TEXT UNDER STUDY:

+++

HyRAD - CGRL-QB3-UCBerkeley/seqCapture GitHub Wiki

Introduction:

For projects lacking a reference genome, the original RAD libraries that are used for in-house probe synthesis should be sequenced. Data from these libraries need to be analyzed using a RADseq data analytic pipeline. Mostly importantly, the clustered markers need to be rigorously filtered for redundancy (e.g. using self-blast). Only unique loci should be included in the targeted loci fasta file. For this technique, do not worry about filtering too much. Do worry about filtering not enough.

Prepare input for the run:

A folder with raw assemblies for each sample. For example in this case we have all raw assemblies present in "raw_assemblies_dir":

(seqCapture) $ ls raw_assemblies_dir/ Sample1.fasta Sample2.fasta ....... SampleN.fasta
Targeted loci in multi-fasta format (for example "HyRAD_markers.fa"). See Introduction for more details

Usage examples:

Assuming random markers (UCE in this category -e 4 ); In each individual raw assembly, eliminating any contigs shorter then 150bp (-L 150); only considering a match if a contig and a targeted locus shared at 80% sequencing similarity (-p 80); 20% overlap is allowed between adjoining assembled contigs mapping to the same target and if more than that, one of them (usually the shorted one) is trimmed off (-d 20); retaining 500bp+/- flanking regions around each targeted locus in the resulting bed file (-f 500); using 20 threads in blast search and cd-hit-est clustering (-T 20).

(seqCapture) $ seqCapture intarget -t HyRAD_markers.fa -t /path/to/raw_assemblies_dir -L 150 -p 80 -d 20 -T 20 -e 4 -f 500

Output:

A diretory named "In_target" is created in "raw_assemblies_dir". And under "In_target" two subdirectories are created: "bed/" and "fasta/"

In diretory "fasta/", in-target assemblies in fasta format are available for each sample:

(seqCapture) $ ls fasta/
Sample1_targetedRegionAndFlanking.fasta
Sample2_targetedRegionAndFlanking.fasta
......
SampleN_targetedRegionAndFlanking.fasta

The contigs in XXX_targetedRegionAndFlanking.fasta are simply named as "Contig1", "Contig2"... "ContigN". If you want to link these names back to those in the original target ("HyRAD_markers.fa"), you can go to this file "HyRAD_markers.fa_rename_compared.txt" which can be found in the same diretory where "HyRAD_markers.fa" is located. But, how the original targeted loci are named does not seem to be very important.

+++

PROVIDED MATERIAL:
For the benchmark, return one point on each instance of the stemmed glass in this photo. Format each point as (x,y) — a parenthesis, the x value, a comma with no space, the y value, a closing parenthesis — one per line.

+++

Extend the seqCapture HyRAD guide, starting right after its last sentence about how the original targeted loci are named.

In diretory "bed/", a few different bed files are provided for each sample

(seqCapture) $ ls bed/
Sample1_allcontig.bed
Sample1_flanking_ONLY.bed
Sample1_sites_to_remove.txt
Sample1_targeted_region_and_flanking.bed
Sample1_targeted_region.bed
Sample1_targetedRegionforExonCapEval.bed
[...files for other samples...]

"Sample1_targeted_region_and_flanking.bed" defines targeted and flanking regions (+-500bp around each target in the above usage example) in each assembled in-target contig;
"Sample1_flanking_ONLY.bed" defines flanking regions (+-500bp around each target in the above usage example) in each assembled in-target contig;
"Sample1_targeted_region.bed" defines flanking regions (+-500bp around each target in the above usage example) in each assembled in-target contig;
"Sample1_targetedRegionforExonCapEval.bed" also defines targeted and flanking regions like "Sample1_targeted_region_and_flanking.bed" does. However, it is not filtered. This file should only be used for evaluating enrichment efficiency (later in evaluation step);

The following two files can be ignored by phylogenetic projects:

"Sample1_sites_to_remove.txt" contains regions that are not unique in each intarget assemblies;
"Sample1_allcontig.bed" defines start (basically 0) and end (basically the total length) of each contig. Not very useful for downstream analysis.